--- WHAT TO WORK ON ---
Each line of the data that includes the string "single" is to be copied out.

(Natural language region descriptions)
◆ ◆ ◆ ◆

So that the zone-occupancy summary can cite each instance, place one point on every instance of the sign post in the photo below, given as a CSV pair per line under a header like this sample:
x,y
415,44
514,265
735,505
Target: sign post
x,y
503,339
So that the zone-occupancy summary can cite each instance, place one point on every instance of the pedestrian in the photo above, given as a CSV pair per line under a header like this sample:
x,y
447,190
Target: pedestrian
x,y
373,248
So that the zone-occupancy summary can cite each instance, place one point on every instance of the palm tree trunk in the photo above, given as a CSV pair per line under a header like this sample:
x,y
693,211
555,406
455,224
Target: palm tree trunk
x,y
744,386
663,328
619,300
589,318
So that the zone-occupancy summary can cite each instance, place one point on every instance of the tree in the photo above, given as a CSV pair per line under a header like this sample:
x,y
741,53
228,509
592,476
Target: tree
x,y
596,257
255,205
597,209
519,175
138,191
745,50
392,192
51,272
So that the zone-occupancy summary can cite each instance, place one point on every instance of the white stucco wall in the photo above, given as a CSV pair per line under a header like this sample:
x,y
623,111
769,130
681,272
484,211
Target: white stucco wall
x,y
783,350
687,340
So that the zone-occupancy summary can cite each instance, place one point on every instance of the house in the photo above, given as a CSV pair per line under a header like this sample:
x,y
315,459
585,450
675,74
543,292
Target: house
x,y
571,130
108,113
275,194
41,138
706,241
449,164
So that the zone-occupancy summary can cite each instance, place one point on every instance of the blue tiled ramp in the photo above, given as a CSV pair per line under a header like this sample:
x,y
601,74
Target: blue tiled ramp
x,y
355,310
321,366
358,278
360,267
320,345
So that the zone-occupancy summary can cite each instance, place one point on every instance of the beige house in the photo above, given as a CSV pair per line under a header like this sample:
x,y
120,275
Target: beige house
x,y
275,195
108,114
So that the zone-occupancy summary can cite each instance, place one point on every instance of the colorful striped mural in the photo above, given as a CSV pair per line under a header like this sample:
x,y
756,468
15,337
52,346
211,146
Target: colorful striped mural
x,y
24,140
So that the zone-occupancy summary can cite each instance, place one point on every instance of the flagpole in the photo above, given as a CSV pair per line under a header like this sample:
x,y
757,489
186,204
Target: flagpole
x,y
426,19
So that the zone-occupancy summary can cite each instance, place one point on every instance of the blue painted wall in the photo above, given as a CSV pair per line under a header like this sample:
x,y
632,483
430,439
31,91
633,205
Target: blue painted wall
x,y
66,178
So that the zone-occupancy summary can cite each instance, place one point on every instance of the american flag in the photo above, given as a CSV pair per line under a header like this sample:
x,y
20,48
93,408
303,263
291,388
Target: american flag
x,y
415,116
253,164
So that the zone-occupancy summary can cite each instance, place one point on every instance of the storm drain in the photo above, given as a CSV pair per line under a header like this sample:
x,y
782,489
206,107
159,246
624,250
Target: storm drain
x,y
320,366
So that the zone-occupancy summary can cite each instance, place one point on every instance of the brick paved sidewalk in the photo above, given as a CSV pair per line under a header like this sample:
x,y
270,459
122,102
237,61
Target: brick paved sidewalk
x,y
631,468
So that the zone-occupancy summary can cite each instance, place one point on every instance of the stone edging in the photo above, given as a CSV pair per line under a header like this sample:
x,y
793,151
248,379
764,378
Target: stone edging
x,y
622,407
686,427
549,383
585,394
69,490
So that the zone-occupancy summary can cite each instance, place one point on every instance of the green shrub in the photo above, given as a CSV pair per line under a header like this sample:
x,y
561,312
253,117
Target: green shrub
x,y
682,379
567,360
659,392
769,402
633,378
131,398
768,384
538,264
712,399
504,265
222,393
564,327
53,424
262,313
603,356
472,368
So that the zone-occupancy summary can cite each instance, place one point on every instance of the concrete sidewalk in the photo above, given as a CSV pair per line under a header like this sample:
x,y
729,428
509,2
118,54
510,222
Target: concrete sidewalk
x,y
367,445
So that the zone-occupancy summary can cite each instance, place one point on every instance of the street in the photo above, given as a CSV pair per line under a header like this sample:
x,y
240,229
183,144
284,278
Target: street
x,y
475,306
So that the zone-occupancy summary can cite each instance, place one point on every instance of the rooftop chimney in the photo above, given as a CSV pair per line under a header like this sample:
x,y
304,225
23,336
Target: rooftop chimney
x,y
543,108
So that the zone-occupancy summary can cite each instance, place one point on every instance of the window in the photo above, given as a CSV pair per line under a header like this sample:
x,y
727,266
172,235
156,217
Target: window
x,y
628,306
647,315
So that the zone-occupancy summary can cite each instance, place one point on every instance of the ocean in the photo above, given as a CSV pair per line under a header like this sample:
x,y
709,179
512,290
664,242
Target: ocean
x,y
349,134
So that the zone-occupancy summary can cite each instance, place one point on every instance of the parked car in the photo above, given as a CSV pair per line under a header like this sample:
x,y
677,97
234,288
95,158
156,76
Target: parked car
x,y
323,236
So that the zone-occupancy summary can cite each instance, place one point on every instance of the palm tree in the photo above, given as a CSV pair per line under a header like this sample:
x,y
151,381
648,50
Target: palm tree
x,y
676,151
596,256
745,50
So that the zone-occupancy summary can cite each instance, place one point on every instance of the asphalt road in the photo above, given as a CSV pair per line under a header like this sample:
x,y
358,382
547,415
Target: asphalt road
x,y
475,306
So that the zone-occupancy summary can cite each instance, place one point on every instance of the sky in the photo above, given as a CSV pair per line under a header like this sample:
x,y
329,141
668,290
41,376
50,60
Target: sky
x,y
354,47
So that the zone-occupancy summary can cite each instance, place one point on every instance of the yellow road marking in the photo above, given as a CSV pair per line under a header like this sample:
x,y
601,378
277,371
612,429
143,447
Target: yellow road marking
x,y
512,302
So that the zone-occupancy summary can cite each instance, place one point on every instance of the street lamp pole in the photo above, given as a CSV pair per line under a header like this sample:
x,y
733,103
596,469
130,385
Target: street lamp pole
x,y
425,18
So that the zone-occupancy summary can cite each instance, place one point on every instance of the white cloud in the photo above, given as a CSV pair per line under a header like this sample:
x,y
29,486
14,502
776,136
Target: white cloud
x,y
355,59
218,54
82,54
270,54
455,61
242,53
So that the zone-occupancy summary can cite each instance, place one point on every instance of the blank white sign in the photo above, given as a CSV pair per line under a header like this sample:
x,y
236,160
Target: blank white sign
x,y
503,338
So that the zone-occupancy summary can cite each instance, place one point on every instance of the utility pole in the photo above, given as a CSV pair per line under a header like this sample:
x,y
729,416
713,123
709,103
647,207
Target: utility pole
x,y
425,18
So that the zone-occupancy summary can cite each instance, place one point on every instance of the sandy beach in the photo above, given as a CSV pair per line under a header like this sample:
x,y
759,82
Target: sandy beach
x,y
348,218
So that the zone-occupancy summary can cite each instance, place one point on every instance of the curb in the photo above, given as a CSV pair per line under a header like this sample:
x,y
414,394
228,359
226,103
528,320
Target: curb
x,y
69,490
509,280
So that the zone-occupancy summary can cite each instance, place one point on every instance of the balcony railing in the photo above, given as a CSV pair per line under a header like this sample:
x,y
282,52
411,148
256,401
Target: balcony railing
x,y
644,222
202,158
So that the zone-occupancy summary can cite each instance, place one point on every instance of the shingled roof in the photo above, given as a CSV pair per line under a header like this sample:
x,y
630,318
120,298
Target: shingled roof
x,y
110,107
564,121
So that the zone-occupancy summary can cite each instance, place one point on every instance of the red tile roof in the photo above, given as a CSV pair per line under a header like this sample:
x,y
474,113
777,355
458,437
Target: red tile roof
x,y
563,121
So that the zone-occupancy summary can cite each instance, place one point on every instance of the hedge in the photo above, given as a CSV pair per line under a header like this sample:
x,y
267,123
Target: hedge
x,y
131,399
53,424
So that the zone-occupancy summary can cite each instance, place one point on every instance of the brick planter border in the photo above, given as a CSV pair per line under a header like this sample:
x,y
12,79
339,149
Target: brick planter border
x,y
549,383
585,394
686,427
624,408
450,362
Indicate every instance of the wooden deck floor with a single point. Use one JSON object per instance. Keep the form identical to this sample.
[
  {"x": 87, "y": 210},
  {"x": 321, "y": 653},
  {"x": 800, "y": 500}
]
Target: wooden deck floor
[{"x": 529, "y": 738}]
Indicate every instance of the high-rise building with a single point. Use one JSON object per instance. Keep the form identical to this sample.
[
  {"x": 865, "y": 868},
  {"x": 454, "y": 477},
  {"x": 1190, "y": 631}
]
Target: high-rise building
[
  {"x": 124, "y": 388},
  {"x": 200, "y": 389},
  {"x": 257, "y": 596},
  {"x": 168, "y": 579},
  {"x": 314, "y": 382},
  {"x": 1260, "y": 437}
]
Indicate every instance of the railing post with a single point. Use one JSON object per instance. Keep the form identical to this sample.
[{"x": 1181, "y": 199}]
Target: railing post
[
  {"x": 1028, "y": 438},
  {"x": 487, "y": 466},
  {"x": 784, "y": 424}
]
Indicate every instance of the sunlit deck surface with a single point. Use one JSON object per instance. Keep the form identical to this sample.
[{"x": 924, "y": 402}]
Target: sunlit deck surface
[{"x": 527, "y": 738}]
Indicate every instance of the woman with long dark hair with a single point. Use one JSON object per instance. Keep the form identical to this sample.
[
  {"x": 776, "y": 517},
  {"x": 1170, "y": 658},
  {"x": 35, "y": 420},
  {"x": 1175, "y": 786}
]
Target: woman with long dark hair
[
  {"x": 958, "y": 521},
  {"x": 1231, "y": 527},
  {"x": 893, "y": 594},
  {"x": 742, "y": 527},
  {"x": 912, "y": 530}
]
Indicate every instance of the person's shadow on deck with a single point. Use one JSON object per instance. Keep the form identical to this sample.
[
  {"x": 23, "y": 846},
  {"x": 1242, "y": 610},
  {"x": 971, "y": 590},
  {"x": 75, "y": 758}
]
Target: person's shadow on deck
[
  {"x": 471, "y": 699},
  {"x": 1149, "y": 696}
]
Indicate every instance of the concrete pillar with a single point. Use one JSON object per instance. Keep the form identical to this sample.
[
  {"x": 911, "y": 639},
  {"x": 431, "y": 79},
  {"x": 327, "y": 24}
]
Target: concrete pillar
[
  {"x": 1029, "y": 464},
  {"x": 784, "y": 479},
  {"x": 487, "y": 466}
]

◆ ◆ ◆ ◆

--- TASK RESULT ---
Indicate every instance of the wooden deck floor with a single point. Use one JSON object per instance. Keep the form identical to this sample.
Indicate every instance of the high-rise building with a single point. Use one JSON object per instance. Keep the form identical to this sample.
Indicate every instance of the railing post with a single point. Use one JSON object per instance. Keep the form identical to this sample.
Indicate every instance of the sunlit deck surface with a single point. Use one JSON object per instance. Keep the form identical to this sample.
Indicate every instance of the woman with long dark hair with a single point. Use one JSON object per instance. Keep the form identical to this sample.
Indicate every instance of the person's shadow on deck with a single point. Use one JSON object per instance. Keep the form identical to this sample.
Indicate every instance of the concrete pillar with a single point. Use one JSON object per instance. Keep the form identical to this sample.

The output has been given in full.